▶ **EXERCISE DESCRIPTION**
Copy out each line below verbatim, skipping any picture.

(DATA SECTION Opens)

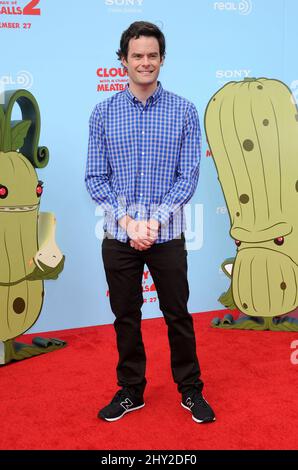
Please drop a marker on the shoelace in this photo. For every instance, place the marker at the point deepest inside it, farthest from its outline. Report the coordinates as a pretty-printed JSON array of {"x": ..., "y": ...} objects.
[{"x": 120, "y": 395}]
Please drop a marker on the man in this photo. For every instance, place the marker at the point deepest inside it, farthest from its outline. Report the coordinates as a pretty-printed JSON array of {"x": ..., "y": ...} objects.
[{"x": 143, "y": 167}]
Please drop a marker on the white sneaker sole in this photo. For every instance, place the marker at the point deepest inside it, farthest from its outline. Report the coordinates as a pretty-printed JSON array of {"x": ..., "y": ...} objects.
[
  {"x": 198, "y": 420},
  {"x": 124, "y": 413}
]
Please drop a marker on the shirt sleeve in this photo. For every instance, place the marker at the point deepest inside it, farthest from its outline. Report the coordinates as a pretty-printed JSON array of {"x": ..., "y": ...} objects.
[
  {"x": 98, "y": 171},
  {"x": 187, "y": 169}
]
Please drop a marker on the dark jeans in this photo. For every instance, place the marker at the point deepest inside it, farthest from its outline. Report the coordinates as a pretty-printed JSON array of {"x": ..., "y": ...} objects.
[{"x": 167, "y": 263}]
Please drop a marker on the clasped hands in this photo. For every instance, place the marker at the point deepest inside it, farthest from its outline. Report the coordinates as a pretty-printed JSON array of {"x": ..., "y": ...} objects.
[{"x": 142, "y": 233}]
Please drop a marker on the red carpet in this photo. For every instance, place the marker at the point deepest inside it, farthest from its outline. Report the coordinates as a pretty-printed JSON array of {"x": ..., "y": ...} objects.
[{"x": 51, "y": 401}]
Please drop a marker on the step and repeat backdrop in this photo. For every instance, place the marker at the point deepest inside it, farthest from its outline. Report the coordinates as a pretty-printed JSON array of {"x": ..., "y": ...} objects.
[{"x": 64, "y": 53}]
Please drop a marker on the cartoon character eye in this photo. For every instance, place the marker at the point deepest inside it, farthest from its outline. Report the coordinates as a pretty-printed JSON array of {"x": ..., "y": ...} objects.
[
  {"x": 279, "y": 241},
  {"x": 39, "y": 188},
  {"x": 3, "y": 191}
]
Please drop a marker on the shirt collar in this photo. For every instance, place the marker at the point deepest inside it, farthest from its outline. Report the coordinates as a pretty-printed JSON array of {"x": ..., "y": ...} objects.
[{"x": 152, "y": 99}]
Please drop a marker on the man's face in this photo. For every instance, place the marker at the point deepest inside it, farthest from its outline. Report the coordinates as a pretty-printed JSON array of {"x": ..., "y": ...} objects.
[{"x": 143, "y": 60}]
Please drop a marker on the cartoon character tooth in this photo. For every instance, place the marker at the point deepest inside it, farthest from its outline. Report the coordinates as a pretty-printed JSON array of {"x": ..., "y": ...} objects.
[
  {"x": 252, "y": 131},
  {"x": 28, "y": 250}
]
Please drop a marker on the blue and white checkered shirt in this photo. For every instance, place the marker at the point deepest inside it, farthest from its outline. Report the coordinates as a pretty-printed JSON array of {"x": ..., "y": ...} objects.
[{"x": 143, "y": 161}]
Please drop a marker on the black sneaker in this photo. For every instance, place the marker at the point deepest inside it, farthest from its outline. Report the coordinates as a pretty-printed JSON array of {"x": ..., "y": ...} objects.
[
  {"x": 122, "y": 403},
  {"x": 198, "y": 406}
]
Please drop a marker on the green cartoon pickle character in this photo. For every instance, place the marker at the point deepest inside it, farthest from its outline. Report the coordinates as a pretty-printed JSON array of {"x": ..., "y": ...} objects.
[
  {"x": 252, "y": 131},
  {"x": 28, "y": 251}
]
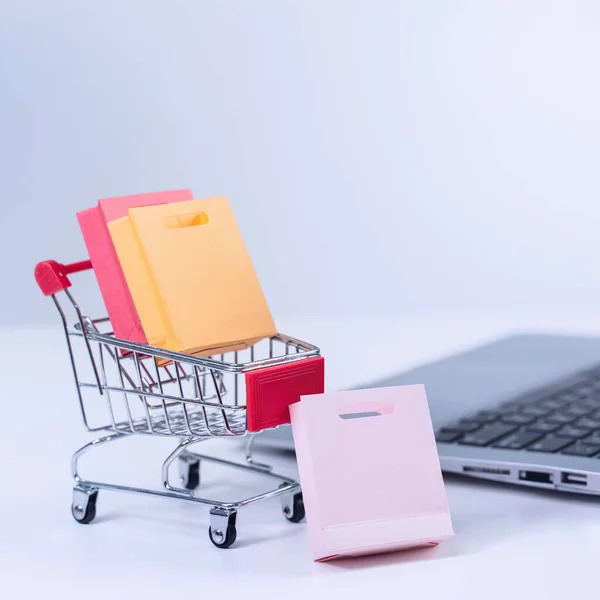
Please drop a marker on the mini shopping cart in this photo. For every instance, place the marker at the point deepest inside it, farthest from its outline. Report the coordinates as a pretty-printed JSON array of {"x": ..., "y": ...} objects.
[{"x": 125, "y": 388}]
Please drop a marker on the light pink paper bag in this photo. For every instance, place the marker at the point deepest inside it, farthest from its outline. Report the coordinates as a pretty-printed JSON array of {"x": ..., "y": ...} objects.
[{"x": 370, "y": 472}]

(DATA SECTION Closes)

▶ **OUTPUT**
Please drop a marker on the shoelace in this photo. For every instance, place the marker at the point deepest inside it, farthest from its outline. Report the coordinates as a pretty-printed JSON array of {"x": ..., "y": ...} objects.
[{"x": 120, "y": 395}]
Please drop a marker on the man in this photo. For every instance, place the marker at the point deepest inside it, farthest from its outline. Report the coordinates as a pretty-printed JSON array of {"x": ..., "y": ...} objects.
[{"x": 143, "y": 167}]
Please drop a marker on the white sneaker sole in this photo. For every instance, place the marker at the point deepest inside it, farthest from its outline. Report the coordinates as a pretty-printed JSON array of {"x": ..., "y": ...} objects.
[
  {"x": 198, "y": 420},
  {"x": 124, "y": 413}
]
Please drop a marker on the shirt sleeve in this photo. For every instance, place the marker at the point deepest inside it, farthest from its outline. Report the coordinates as a pretty-printed JSON array of {"x": ..., "y": ...} objects.
[
  {"x": 98, "y": 171},
  {"x": 187, "y": 169}
]
Please drop a marker on the dark jeans in this photo. For every instance, place the marker at the point deepest inside it, farthest from its outline. Report the coordinates as a pretty-printed JSON array of {"x": ..., "y": ...} objects.
[{"x": 167, "y": 263}]
Please drop a marker on the clasped hands in this photo. For every instance, place the marker at the point deepest inside it, farthest from its outline. Report the coordinates as a pretty-printed JSON array of {"x": ..., "y": ...} objects.
[{"x": 142, "y": 233}]
Please drop a marker on the red carpet in this photo. For every instance, place the marker at the point deepest inside it, farthest from its outline. Report the coordinates as a pretty-printed JSON array of {"x": ..., "y": ...} objects.
[{"x": 51, "y": 401}]
Please drop a marker on the step and repeat backdrop in this photo. For every instance, place the marker at the point deepest inside it, farthest from its outline. Report the coordinates as a pretty-printed JSON array of {"x": ..., "y": ...} objects.
[{"x": 64, "y": 53}]
Please drop a marker on the cartoon character eye in this photo. For every instance, place the marker at the point deepest inside it, farthest from its outline. Report the coordinates as a pretty-printed JSON array of {"x": ..., "y": ...} objects.
[
  {"x": 279, "y": 241},
  {"x": 39, "y": 188},
  {"x": 3, "y": 191}
]
Please drop a marker on the shirt collar in this photo. For every instance, place the marker at the point deepest inside it, farthest from its outline. Report the coordinates as a pretty-printed JSON array of {"x": ..., "y": ...} objects.
[{"x": 152, "y": 99}]
Please drop a marker on the man's face in this photo. For every instance, place the marker at the point deepest inside it, farthest from its outline. Report the coordinates as a pretty-printed JSON array of {"x": ..., "y": ...} objects.
[{"x": 143, "y": 60}]
Please drop a marker on the cartoon character tooth in this photo. For every instance, place the marker at the point deepest inside it, farthest from its outline. Report the coordinates as a pretty-printed JSON array of {"x": ..., "y": ...} objects.
[
  {"x": 252, "y": 131},
  {"x": 28, "y": 250}
]
Please drop a marker on the blue and white checkered shirt in this photo. For every instance, place the marker at the point deepest inside it, farthest from its outline. Report the coordinates as a pretty-printed JSON array of {"x": ..., "y": ...} objects.
[{"x": 143, "y": 161}]
Please drop a marker on the black sneaker in this photo. For every instance, place the marker at the point deepest inside it, farthest from its outline. Report the coordinates as a pretty-printed JSON array of {"x": ..., "y": ...} objects.
[
  {"x": 122, "y": 403},
  {"x": 198, "y": 406}
]
Please drop a marker on the green cartoon pickle character in this photo. For every instance, place the marker at the point deepest inside it, farthest from its outline. Report the coordinates as a pretty-printed JSON array of {"x": ..., "y": ...} objects.
[
  {"x": 252, "y": 131},
  {"x": 28, "y": 251}
]
Please drop a marker on the mini shopping cart in this photo. For every instance, place the marker at the point deepest inside it, farthest from its outline. Report the coordinates as a pretty-printed JSON array of {"x": ..., "y": ...} objects.
[{"x": 125, "y": 388}]
Please drop a marker on the light pink paper bag in this photo. For every instance, place the marker at the point deepest inside it, farthest from its outline. Report the coordinates as a pretty-printed JSON array of {"x": ..., "y": ...} objects.
[{"x": 370, "y": 472}]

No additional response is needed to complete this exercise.